## TEXTO PARA ANALIZAR
Vemos, por tanto, que no era exagerada esa afirmación inicial sobre la importancia de la historia. Como que sería deseable que la reflexión histórica de los españoles no se circunscribiera a la guerra civil y se extendiera al conocimiento, siquiera somero, de las principales cuestiones de su historia contemporánea. Conocer, por ejemplo, el proceso de creación del Estado moderno, los orígenes del poder militar, la naturaleza de la revolución liberal, el fracaso de experiencias democráticas como las de 1820-1823 o 1868-1874, las dificultades de la industrialización del país y las consecuencias de la aparición de una sociedad urbana y de masas, la historia privativa de Cataluña, del País Vasco y de Galicia; estudiar la obra de Cánovas o el pensamiento de Ortega o la figura de Azaña, todo, en suma, interesa sobremanera a la explicación cabal de la España de hoy. Incluso la simple constatación de que los problemas históricos de España no fueron ni excepcionales ni muy distintos de los de los países de su entorno tiene un alto valor pedagógico y formativo.
Hay, pues, que propiciar un retorno de la historia, por tomar de prestado el título de otro artículo reciente del ya citado Raphael Samuel, y hacer que aquélla llegue a ser parte esencial de la cultura democrática del país, de forma que los españoles, por lo dicho al principio, estén en posesión de la plenitud de sus derechos civiles y culturales. La ocasión -quede esto ya sólo para historiadores- no puede ser más propicia. Coincide con un cambio esperanzador: llega cuando la historiograría española, salvo por algún pelmazo, se desprende de las dosis que aún le restaban de aquella candorosa mystique de gauche que la impregnó en los años sesenta; cuando, por ello, se hace más compleja y exigente, más radical, más crítica.

## DATOS PARA ANALIZAR
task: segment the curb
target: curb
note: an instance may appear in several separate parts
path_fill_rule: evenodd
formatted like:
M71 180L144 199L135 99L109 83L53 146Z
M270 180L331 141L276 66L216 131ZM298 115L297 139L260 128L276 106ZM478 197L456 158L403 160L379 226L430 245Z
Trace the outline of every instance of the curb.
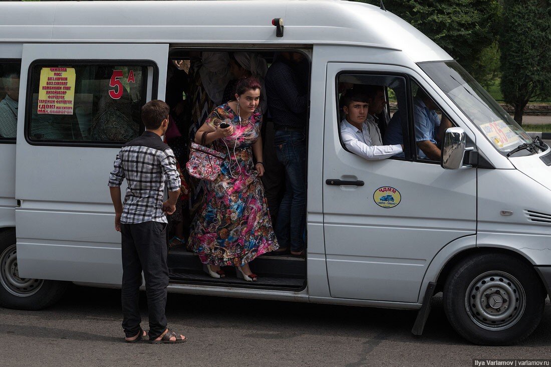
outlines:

## CONSIGNA
Copia el pasaje del texto sobre la historia de España que empieza en "Hay, pues, que" y termina en "radical, más crítica.", cambiando "esperanzador" por "alentador".

## RESPUESTA
Hay, pues, que propiciar un retorno de la historia, por tomar de prestado el título de otro artículo reciente del ya citado Raphael Samuel, y hacer que aquélla llegue a ser parte esencial de la cultura democrática del país, de forma que los españoles, por lo dicho al principio, estén en posesión de la plenitud de sus derechos civiles y culturales. La ocasión -quede esto ya sólo para historiadores- no puede ser más propicia. Coincide con un cambio alentador: llega cuando la historiograría española, salvo por algún pelmazo, se desprende de las dosis que aún le restaban de aquella candorosa mystique de gauche que la impregnó en los años sesenta; cuando, por ello, se hace más compleja y exigente, más radical, más crítica.